## Exercise aim
Copy the part of the records that opens with the line containing "Task — for every instance of the hand, mark" and closes with the end of the records, with "Query" swapped for "Label" and everything else left as it is.
[START Records supplied]
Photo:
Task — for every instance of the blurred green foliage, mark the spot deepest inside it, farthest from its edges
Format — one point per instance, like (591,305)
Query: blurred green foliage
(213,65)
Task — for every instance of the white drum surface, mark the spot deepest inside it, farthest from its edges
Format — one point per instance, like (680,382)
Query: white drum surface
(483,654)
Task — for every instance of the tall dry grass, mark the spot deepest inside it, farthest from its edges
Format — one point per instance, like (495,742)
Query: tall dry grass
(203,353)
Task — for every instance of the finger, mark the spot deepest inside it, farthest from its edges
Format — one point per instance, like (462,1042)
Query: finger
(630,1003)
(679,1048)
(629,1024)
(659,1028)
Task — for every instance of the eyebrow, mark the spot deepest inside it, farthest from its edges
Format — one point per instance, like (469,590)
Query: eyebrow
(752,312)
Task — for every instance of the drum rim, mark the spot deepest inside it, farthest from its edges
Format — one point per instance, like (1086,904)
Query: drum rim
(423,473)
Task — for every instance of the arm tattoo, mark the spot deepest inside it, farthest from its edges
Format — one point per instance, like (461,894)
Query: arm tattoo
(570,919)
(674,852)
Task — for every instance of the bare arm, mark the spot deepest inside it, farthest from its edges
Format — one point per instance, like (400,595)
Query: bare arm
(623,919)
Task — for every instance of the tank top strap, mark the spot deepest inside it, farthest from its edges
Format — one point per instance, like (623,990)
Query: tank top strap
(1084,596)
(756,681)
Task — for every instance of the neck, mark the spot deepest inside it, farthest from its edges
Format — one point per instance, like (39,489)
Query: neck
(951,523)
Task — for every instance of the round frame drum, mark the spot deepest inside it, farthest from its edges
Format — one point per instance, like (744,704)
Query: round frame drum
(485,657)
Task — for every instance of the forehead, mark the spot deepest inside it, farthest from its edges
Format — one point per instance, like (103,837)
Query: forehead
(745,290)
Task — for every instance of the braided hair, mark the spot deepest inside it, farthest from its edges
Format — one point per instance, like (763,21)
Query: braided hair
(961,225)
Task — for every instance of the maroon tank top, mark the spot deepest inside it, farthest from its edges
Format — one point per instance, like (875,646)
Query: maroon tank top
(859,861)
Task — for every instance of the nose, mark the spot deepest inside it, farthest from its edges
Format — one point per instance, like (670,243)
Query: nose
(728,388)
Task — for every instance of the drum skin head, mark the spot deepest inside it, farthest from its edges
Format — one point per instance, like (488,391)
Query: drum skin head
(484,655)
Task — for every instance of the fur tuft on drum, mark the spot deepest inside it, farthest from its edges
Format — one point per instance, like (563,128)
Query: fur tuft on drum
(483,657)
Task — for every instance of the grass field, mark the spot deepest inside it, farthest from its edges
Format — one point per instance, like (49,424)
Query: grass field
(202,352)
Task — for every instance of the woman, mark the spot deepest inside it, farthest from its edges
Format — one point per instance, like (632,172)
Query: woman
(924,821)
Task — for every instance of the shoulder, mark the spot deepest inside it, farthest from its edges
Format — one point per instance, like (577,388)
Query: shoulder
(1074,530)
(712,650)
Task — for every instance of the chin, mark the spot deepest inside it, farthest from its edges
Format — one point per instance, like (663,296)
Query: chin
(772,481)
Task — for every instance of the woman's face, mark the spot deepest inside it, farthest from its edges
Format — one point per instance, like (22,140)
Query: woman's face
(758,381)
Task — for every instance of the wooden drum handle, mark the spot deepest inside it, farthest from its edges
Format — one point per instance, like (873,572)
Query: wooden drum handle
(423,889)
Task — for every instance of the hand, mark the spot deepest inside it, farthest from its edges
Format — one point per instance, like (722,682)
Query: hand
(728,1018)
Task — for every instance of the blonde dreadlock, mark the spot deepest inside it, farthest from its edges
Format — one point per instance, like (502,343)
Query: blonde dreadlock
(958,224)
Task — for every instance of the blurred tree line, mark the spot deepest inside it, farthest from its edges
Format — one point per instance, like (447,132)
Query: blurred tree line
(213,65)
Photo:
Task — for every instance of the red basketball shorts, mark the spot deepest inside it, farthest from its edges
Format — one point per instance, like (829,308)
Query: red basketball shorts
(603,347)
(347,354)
[END Records supplied]
## The reply
Task — for every instance of the hand, mark the spot deepest inside it, farthest from its edges
Format — one point per instance, like (722,682)
Label: hand
(728,1018)
Task — for every instance of the blonde dreadlock, mark the spot deepest inside it, farthest from its edges
Format — one point per instance, like (502,343)
Label: blonde dreadlock
(958,224)
Task — for every instance of the blurred tree line, mark the spot deepest inside it, farthest from its edges
Format — one point per instance, like (447,132)
Label: blurred tree line
(213,65)
Photo:
Task — for every instance of the red basketball shorts, mark the spot deepest inside it, farthest from its edges
Format — one point per instance, like (829,308)
Label: red basketball shorts
(603,347)
(347,354)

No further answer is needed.